[RECORDS PROVIDED Boundary: Start]

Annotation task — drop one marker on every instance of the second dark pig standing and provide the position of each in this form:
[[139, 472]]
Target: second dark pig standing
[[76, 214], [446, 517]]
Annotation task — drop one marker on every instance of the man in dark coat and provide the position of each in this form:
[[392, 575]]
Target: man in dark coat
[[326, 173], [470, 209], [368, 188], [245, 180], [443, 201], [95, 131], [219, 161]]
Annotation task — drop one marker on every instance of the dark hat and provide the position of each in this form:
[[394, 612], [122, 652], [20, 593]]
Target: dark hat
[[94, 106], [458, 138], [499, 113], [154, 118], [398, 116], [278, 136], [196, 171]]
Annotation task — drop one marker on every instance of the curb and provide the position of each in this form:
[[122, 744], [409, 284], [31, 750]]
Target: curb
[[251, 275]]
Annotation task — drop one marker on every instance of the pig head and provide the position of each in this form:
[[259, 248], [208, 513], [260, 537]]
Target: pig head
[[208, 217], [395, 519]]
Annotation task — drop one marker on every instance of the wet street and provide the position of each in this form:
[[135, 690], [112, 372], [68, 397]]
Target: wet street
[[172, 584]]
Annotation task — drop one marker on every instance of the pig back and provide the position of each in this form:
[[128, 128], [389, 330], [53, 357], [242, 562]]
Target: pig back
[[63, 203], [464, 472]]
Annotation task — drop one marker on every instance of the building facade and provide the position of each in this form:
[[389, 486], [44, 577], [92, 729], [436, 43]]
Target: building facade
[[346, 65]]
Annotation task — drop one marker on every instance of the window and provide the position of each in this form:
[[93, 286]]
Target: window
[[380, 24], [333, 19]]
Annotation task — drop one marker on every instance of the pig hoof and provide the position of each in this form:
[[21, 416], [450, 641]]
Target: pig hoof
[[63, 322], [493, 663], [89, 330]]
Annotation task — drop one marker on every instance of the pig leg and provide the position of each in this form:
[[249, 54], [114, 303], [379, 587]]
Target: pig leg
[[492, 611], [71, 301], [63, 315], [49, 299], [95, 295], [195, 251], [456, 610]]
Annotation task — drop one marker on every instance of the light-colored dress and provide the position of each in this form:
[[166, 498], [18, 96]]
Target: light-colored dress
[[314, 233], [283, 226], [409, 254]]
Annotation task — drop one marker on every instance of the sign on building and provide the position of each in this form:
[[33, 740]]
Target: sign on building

[RECORDS PROVIDED Boundary: End]

Give back every entry exactly, with nothing left out.

Annotation task — drop one marker on every instance of the second dark pig standing and provide the position of each in this form:
[[139, 472]]
Target: second dark pig standing
[[76, 214], [446, 517]]
Annotation task — drop one marker on every instance of the man in dark coat and provide the position of each in this form:
[[392, 575]]
Target: man in dark coat
[[326, 173], [470, 209], [368, 188], [245, 180], [443, 201], [95, 131], [219, 161]]
Annotation task — drop one marker on every instance of the dark hat and provide the position of each in this form:
[[394, 612], [122, 652], [20, 593]]
Target: dark hat
[[94, 106], [458, 138], [499, 113], [154, 118], [398, 116], [278, 136], [196, 171]]
Annotation task — drop one marker on every instance of the curb and provide the position of each in this form:
[[122, 744], [409, 284], [31, 750]]
Target: curb
[[251, 275]]
Annotation task — drop one marker on every instance of the pig head and provide the position of each in this form:
[[259, 248], [208, 513], [260, 537]]
Target: pig head
[[208, 217], [395, 519]]
Annotation task — drop one marker on every instance of the wet street and provide the position of each in this form:
[[135, 690], [112, 372], [68, 397]]
Target: wet street
[[172, 584]]
Annotation task — drop one marker on every instance of the pig back and provide the position of each in this form:
[[128, 128], [389, 330], [53, 357], [242, 562]]
Target: pig back
[[63, 203], [464, 472]]
Annotation task — drop one marker on every instance of the building facade and provide the position of each in this form:
[[389, 486], [44, 577], [92, 729], [436, 43]]
Target: building facade
[[346, 65]]
Annotation task — drop one marker on every instance of the window and provide the position of each in this form:
[[93, 286]]
Target: window
[[380, 24], [333, 19]]
Annotation task — drop one marker on every instance of the pig hoof and provide the position of each in this form:
[[21, 416], [450, 641]]
Target: pig hoof
[[63, 322], [493, 663], [89, 330]]
Annotation task — drop one marker on every instance of the pig leg and provide the position of each in this form:
[[249, 54], [114, 303], [379, 587]]
Target: pig leg
[[492, 611], [71, 301], [63, 315], [49, 299], [95, 295], [195, 251], [456, 610]]
Annotation task — drop one marker on every instance of the light-colored dress and provide the position of each in this form:
[[166, 498], [18, 96]]
Target: light-colored dress
[[314, 233], [283, 226], [409, 254]]
Annotation task — drop one marker on every instance of the sign on building and provide the position of each in this form:
[[33, 740]]
Target: sign on building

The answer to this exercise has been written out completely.